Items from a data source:
[Start of Attachment]

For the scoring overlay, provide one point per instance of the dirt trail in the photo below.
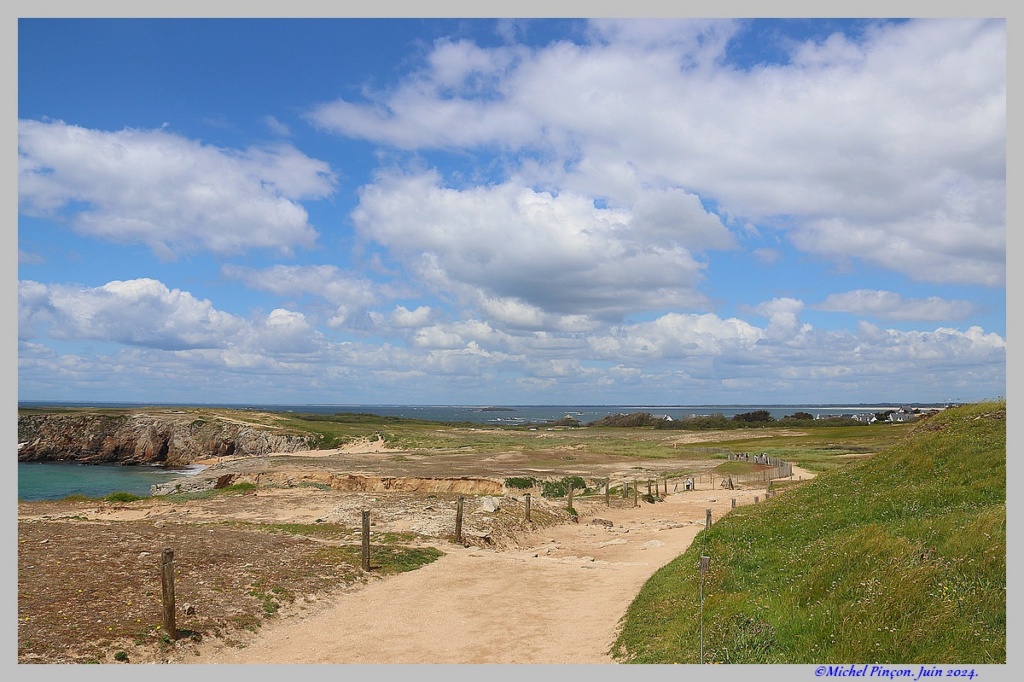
(555, 599)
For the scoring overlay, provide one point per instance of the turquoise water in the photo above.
(54, 480)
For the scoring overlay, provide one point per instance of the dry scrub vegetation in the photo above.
(89, 579)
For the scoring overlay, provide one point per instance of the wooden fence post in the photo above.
(167, 581)
(458, 520)
(366, 540)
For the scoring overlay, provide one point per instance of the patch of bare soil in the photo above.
(274, 574)
(89, 572)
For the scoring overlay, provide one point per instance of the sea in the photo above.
(54, 480)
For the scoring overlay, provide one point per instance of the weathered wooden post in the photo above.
(167, 581)
(366, 540)
(458, 520)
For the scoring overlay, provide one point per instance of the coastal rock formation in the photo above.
(147, 438)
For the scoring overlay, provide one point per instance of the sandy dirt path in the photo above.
(557, 598)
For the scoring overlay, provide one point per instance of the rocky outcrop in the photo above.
(144, 438)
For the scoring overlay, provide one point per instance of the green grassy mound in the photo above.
(899, 558)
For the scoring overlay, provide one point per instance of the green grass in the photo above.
(897, 558)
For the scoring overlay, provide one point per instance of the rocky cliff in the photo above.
(148, 438)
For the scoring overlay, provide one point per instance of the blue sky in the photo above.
(510, 211)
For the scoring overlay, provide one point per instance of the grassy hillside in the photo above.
(898, 558)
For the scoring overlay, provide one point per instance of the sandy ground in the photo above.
(556, 598)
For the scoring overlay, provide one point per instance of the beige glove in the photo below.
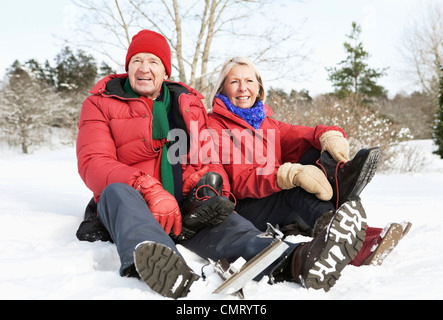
(336, 144)
(308, 177)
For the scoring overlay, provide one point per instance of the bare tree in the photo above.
(422, 47)
(202, 33)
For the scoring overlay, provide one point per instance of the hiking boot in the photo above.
(204, 206)
(163, 270)
(348, 179)
(318, 264)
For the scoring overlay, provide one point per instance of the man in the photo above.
(122, 151)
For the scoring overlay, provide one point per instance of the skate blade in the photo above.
(252, 268)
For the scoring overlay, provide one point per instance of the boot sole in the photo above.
(163, 270)
(211, 213)
(367, 172)
(346, 234)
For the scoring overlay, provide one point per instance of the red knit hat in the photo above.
(150, 42)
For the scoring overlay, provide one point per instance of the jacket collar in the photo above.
(220, 108)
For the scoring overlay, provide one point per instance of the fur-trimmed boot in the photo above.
(348, 179)
(319, 263)
(204, 206)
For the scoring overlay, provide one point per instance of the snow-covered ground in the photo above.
(42, 201)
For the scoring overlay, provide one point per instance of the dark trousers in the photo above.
(287, 207)
(124, 213)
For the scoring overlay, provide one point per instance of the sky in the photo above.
(35, 29)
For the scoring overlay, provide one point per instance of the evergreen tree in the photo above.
(74, 72)
(353, 74)
(26, 107)
(438, 129)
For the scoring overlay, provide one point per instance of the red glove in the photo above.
(162, 204)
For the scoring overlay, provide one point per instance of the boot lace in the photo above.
(338, 166)
(204, 198)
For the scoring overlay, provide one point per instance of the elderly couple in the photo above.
(146, 205)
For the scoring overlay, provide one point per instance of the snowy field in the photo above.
(42, 201)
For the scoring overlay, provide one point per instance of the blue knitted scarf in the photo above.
(254, 115)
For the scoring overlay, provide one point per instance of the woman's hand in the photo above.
(308, 177)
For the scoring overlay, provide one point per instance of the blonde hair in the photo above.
(218, 87)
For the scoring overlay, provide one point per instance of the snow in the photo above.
(43, 200)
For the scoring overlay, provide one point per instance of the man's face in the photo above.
(146, 74)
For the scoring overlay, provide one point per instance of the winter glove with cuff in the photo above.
(162, 204)
(308, 177)
(336, 144)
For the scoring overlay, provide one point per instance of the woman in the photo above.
(287, 174)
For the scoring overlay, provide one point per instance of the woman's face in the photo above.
(241, 86)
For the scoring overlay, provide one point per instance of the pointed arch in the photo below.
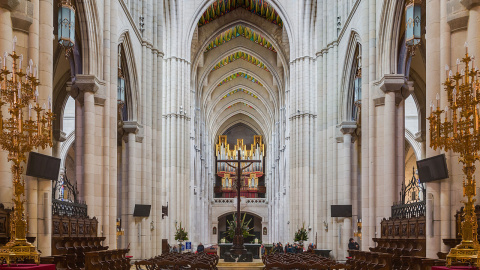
(129, 69)
(92, 43)
(349, 69)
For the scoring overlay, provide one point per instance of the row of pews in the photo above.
(107, 260)
(361, 260)
(191, 261)
(115, 259)
(300, 261)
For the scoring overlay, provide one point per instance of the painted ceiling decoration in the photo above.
(258, 7)
(240, 75)
(240, 103)
(240, 90)
(240, 31)
(240, 55)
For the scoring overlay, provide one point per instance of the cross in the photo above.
(238, 247)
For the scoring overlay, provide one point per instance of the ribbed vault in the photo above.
(239, 66)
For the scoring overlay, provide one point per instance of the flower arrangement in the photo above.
(180, 233)
(301, 235)
(232, 225)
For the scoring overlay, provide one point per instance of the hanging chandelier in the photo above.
(459, 131)
(66, 26)
(26, 126)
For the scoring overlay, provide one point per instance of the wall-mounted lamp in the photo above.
(358, 232)
(120, 231)
(164, 211)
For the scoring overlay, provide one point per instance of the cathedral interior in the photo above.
(304, 116)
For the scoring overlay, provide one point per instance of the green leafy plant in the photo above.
(232, 225)
(301, 234)
(180, 233)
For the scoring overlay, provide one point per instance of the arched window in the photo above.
(356, 84)
(122, 85)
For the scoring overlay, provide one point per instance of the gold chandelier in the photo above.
(26, 126)
(460, 133)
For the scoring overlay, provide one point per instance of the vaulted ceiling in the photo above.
(240, 58)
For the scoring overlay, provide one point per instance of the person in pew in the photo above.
(200, 248)
(352, 245)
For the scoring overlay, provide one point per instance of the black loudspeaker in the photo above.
(433, 168)
(341, 210)
(142, 210)
(43, 166)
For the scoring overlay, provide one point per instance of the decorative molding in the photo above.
(9, 4)
(458, 14)
(391, 82)
(469, 4)
(131, 127)
(348, 127)
(22, 16)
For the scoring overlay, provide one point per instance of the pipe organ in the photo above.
(252, 174)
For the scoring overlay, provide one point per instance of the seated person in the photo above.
(200, 248)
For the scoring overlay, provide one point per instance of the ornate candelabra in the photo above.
(460, 133)
(23, 131)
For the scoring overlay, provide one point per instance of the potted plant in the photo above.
(232, 225)
(180, 235)
(301, 235)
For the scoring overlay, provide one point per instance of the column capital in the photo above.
(59, 135)
(131, 127)
(87, 83)
(420, 136)
(392, 82)
(469, 4)
(348, 127)
(9, 4)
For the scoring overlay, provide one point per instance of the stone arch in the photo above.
(346, 92)
(90, 34)
(417, 148)
(264, 130)
(234, 122)
(287, 22)
(65, 147)
(131, 73)
(226, 213)
(388, 36)
(213, 104)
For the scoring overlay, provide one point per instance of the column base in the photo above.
(19, 250)
(467, 252)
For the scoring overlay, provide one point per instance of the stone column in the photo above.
(347, 128)
(391, 85)
(433, 71)
(131, 128)
(84, 90)
(6, 38)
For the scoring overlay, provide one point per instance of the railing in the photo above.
(256, 200)
(64, 208)
(249, 201)
(410, 210)
(223, 200)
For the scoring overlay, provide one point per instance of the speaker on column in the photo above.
(141, 210)
(43, 166)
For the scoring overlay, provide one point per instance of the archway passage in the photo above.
(240, 54)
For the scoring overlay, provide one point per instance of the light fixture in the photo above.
(66, 26)
(459, 131)
(413, 19)
(20, 133)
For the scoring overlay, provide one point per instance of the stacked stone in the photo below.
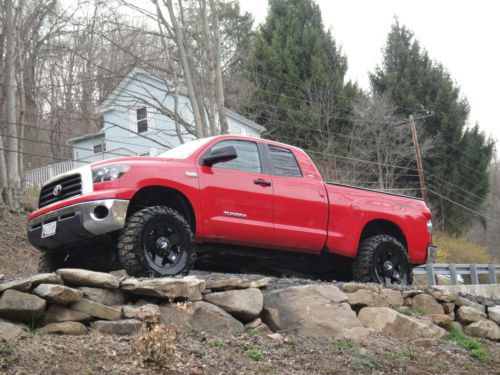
(74, 301)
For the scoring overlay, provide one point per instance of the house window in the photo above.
(142, 119)
(98, 148)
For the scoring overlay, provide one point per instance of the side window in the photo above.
(142, 119)
(248, 157)
(283, 162)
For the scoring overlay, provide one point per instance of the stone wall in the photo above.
(74, 301)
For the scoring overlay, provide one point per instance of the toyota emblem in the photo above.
(57, 190)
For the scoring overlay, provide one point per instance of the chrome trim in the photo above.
(114, 221)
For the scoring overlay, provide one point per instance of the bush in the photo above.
(452, 249)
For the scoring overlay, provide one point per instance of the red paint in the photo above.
(301, 214)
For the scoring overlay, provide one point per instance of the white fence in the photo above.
(432, 270)
(36, 177)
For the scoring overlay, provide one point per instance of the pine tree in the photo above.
(299, 72)
(458, 166)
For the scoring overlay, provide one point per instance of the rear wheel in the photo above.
(156, 241)
(383, 259)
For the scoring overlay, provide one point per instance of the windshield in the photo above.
(185, 150)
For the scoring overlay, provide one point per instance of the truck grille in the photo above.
(63, 188)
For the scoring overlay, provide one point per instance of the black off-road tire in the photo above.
(364, 267)
(49, 262)
(131, 251)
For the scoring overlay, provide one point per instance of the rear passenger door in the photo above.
(300, 209)
(237, 198)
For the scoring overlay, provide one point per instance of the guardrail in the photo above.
(452, 270)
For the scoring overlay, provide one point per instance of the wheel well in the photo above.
(376, 227)
(163, 196)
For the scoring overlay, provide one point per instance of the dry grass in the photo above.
(156, 342)
(453, 249)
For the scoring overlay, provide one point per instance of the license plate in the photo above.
(49, 229)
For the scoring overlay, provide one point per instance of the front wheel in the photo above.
(383, 259)
(156, 241)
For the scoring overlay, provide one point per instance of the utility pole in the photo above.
(419, 159)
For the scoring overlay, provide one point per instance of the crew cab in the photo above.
(149, 214)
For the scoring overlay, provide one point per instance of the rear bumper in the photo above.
(78, 222)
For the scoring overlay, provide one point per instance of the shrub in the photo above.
(452, 249)
(473, 346)
(155, 343)
(254, 353)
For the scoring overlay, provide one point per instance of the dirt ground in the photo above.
(202, 353)
(247, 353)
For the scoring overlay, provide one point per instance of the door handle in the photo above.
(261, 182)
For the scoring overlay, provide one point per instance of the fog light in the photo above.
(100, 212)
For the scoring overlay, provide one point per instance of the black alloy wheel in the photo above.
(156, 241)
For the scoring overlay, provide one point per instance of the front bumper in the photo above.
(78, 222)
(431, 253)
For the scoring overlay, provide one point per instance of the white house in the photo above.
(136, 123)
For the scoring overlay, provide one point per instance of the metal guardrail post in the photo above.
(492, 273)
(431, 279)
(453, 274)
(473, 274)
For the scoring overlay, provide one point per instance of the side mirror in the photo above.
(220, 155)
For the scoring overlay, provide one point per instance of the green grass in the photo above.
(343, 344)
(473, 346)
(254, 353)
(365, 360)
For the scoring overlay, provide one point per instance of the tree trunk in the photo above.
(10, 105)
(211, 74)
(218, 70)
(179, 39)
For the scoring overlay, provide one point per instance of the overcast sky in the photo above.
(463, 35)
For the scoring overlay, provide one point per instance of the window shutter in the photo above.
(132, 122)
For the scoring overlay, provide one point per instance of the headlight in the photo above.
(109, 172)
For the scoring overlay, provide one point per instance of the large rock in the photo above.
(236, 283)
(444, 297)
(427, 303)
(364, 297)
(45, 278)
(58, 314)
(64, 328)
(81, 277)
(22, 284)
(393, 297)
(108, 297)
(467, 314)
(204, 316)
(487, 329)
(244, 304)
(9, 330)
(59, 294)
(97, 310)
(392, 323)
(312, 310)
(188, 287)
(465, 302)
(122, 327)
(19, 306)
(494, 313)
(144, 312)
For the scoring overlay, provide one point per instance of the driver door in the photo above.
(237, 198)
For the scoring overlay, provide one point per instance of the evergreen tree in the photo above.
(299, 73)
(458, 166)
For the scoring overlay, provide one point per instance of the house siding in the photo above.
(120, 118)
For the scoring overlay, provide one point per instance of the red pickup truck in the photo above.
(149, 214)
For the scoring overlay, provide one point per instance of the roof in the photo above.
(107, 104)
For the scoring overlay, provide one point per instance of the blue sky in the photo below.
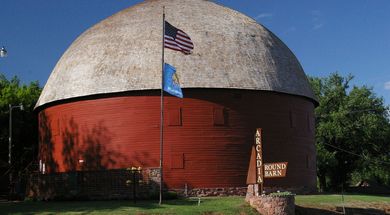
(326, 36)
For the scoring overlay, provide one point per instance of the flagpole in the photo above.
(162, 112)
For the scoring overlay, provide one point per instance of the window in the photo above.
(220, 116)
(177, 161)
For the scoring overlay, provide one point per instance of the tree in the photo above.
(25, 133)
(352, 133)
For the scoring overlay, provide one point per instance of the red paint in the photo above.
(208, 135)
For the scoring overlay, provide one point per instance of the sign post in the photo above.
(259, 161)
(258, 170)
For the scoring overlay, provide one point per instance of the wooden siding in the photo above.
(207, 139)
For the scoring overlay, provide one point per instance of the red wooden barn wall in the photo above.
(208, 135)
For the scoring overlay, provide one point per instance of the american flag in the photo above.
(177, 39)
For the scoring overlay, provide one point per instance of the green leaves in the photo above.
(24, 123)
(355, 120)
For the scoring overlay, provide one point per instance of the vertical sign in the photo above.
(259, 159)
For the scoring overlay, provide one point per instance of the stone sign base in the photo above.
(271, 204)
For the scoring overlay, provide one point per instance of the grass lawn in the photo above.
(306, 204)
(331, 202)
(225, 205)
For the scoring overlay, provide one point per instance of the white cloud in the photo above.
(387, 85)
(263, 15)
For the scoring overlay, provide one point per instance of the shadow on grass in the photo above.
(299, 210)
(84, 207)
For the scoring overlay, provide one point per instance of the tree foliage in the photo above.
(24, 123)
(352, 133)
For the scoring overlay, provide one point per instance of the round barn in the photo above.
(100, 108)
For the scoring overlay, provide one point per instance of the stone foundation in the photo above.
(270, 205)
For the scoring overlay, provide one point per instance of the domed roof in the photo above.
(123, 53)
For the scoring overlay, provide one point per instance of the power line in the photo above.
(352, 153)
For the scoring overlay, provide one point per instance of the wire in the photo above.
(352, 153)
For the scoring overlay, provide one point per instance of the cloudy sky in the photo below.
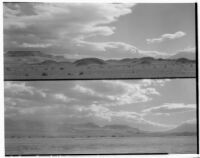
(152, 105)
(100, 30)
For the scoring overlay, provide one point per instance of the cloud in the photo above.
(71, 23)
(165, 37)
(170, 108)
(29, 26)
(117, 93)
(28, 45)
(62, 97)
(22, 88)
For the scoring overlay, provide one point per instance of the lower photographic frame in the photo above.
(101, 117)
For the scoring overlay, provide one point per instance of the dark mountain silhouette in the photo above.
(30, 57)
(87, 61)
(184, 128)
(184, 54)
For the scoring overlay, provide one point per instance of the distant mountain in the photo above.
(183, 54)
(87, 125)
(115, 126)
(30, 57)
(87, 61)
(24, 128)
(184, 128)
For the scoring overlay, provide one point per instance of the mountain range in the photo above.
(23, 128)
(34, 57)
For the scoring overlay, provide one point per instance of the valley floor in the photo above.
(157, 69)
(97, 145)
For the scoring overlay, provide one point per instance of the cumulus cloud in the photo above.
(170, 108)
(129, 93)
(21, 87)
(71, 23)
(62, 97)
(165, 37)
(67, 29)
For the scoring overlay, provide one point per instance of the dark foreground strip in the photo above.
(122, 78)
(90, 154)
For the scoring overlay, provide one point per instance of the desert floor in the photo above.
(156, 69)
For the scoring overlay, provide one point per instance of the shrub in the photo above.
(81, 73)
(44, 74)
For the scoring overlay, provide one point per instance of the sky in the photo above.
(151, 105)
(102, 30)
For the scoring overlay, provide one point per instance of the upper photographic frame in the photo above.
(52, 41)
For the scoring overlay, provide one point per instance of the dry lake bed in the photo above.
(93, 68)
(101, 145)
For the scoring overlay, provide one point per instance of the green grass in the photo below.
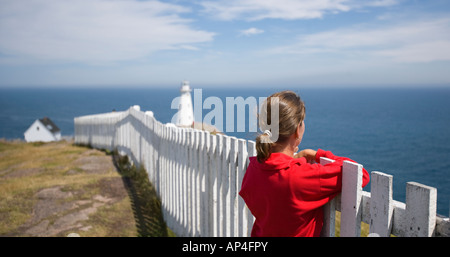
(27, 168)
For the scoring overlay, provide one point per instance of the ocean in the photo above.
(404, 132)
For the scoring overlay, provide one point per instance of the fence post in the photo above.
(242, 211)
(212, 186)
(381, 204)
(251, 148)
(329, 211)
(226, 186)
(351, 199)
(420, 210)
(218, 186)
(233, 186)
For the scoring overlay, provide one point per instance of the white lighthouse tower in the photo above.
(185, 116)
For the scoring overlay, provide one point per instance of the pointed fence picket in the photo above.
(198, 175)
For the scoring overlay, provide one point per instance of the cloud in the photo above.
(283, 9)
(416, 41)
(251, 31)
(93, 31)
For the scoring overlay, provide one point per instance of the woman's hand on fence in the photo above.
(309, 154)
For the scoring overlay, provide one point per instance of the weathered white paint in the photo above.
(198, 177)
(329, 213)
(39, 132)
(381, 207)
(420, 210)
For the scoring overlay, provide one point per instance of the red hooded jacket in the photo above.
(286, 194)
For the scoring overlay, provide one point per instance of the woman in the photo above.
(284, 190)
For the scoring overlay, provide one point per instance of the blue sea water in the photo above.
(402, 132)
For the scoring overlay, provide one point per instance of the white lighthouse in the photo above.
(185, 117)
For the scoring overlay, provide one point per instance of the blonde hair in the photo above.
(291, 113)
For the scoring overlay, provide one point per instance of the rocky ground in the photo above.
(57, 189)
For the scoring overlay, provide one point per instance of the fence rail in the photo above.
(198, 176)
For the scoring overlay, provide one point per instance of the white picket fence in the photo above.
(198, 176)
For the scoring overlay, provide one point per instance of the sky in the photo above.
(117, 43)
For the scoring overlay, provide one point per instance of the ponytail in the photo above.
(263, 147)
(291, 113)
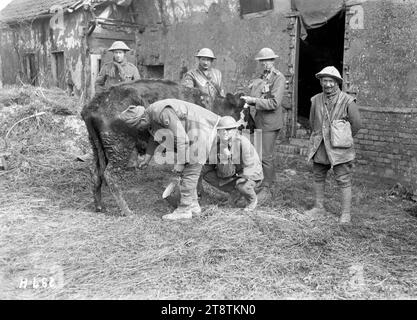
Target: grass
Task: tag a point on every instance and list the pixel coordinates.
(48, 230)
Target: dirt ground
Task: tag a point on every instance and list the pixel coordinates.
(53, 246)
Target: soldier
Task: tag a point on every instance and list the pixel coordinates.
(205, 77)
(266, 93)
(238, 169)
(332, 104)
(118, 70)
(192, 128)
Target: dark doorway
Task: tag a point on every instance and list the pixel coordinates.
(59, 65)
(322, 47)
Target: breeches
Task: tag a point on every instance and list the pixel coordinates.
(342, 172)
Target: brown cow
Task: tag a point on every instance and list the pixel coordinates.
(113, 141)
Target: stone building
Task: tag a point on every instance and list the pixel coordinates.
(372, 43)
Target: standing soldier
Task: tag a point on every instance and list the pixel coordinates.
(205, 77)
(118, 70)
(332, 104)
(192, 129)
(265, 108)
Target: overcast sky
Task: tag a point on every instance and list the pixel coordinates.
(4, 3)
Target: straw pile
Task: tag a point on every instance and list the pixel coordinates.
(49, 232)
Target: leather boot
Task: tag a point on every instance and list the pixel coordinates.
(247, 190)
(264, 193)
(179, 213)
(346, 204)
(318, 208)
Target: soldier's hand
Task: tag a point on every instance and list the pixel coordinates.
(143, 164)
(248, 99)
(178, 168)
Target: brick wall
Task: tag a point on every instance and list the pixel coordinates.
(387, 144)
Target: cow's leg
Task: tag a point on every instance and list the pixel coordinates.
(98, 164)
(97, 180)
(115, 190)
(117, 150)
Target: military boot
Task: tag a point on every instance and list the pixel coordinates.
(179, 213)
(248, 191)
(318, 208)
(346, 204)
(195, 208)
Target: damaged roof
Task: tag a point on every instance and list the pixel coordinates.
(29, 9)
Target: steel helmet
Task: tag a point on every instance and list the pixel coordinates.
(266, 53)
(119, 45)
(205, 52)
(228, 122)
(330, 72)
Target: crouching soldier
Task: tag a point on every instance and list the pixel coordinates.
(186, 126)
(326, 107)
(234, 165)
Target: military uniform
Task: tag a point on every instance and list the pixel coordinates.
(267, 114)
(325, 108)
(209, 82)
(193, 129)
(247, 173)
(113, 73)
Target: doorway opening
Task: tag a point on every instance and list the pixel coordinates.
(323, 46)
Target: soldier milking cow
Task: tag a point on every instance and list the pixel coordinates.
(128, 117)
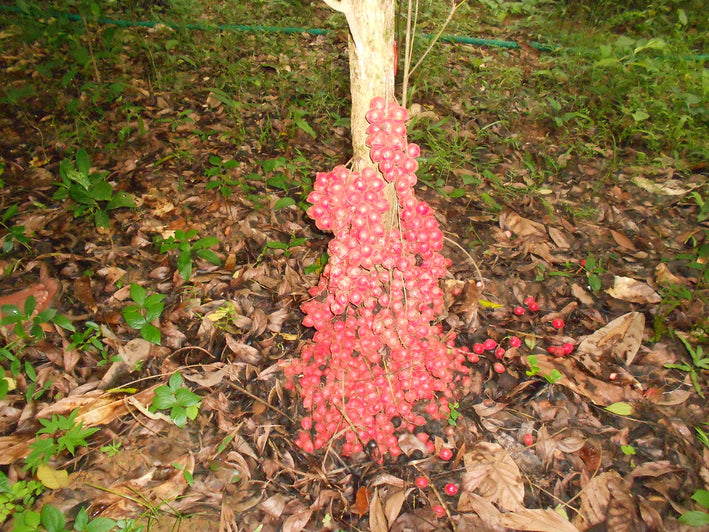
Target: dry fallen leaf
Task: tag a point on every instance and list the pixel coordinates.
(492, 472)
(627, 289)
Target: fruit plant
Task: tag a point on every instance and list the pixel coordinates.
(182, 402)
(697, 517)
(23, 318)
(700, 362)
(63, 434)
(15, 234)
(219, 175)
(147, 309)
(90, 192)
(189, 250)
(377, 362)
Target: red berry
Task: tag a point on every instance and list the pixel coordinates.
(489, 344)
(421, 482)
(439, 510)
(451, 489)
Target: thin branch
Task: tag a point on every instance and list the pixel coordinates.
(336, 4)
(455, 7)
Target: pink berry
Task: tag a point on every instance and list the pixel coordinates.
(439, 510)
(421, 482)
(489, 344)
(451, 489)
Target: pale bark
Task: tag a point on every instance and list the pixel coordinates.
(371, 54)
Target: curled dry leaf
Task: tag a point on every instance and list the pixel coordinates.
(632, 290)
(619, 340)
(492, 472)
(537, 520)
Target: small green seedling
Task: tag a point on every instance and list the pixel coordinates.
(220, 176)
(15, 234)
(285, 246)
(183, 403)
(17, 496)
(534, 369)
(697, 517)
(147, 309)
(593, 270)
(91, 193)
(454, 414)
(90, 341)
(62, 434)
(22, 318)
(699, 363)
(51, 519)
(189, 249)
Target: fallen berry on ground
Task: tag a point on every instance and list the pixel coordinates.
(446, 454)
(421, 482)
(451, 489)
(439, 510)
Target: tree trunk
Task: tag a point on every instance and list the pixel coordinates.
(372, 63)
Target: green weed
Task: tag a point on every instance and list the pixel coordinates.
(147, 309)
(62, 434)
(190, 248)
(182, 402)
(90, 192)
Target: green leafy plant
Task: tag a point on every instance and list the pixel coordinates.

[End of Attachment]

Find the lines above that contain the word "soldier" and copy each one.

## Finished task
Target: soldier
Target: standing soldier
Target: soldier's hand
Target: crouching soldier
Target: soldier milking cow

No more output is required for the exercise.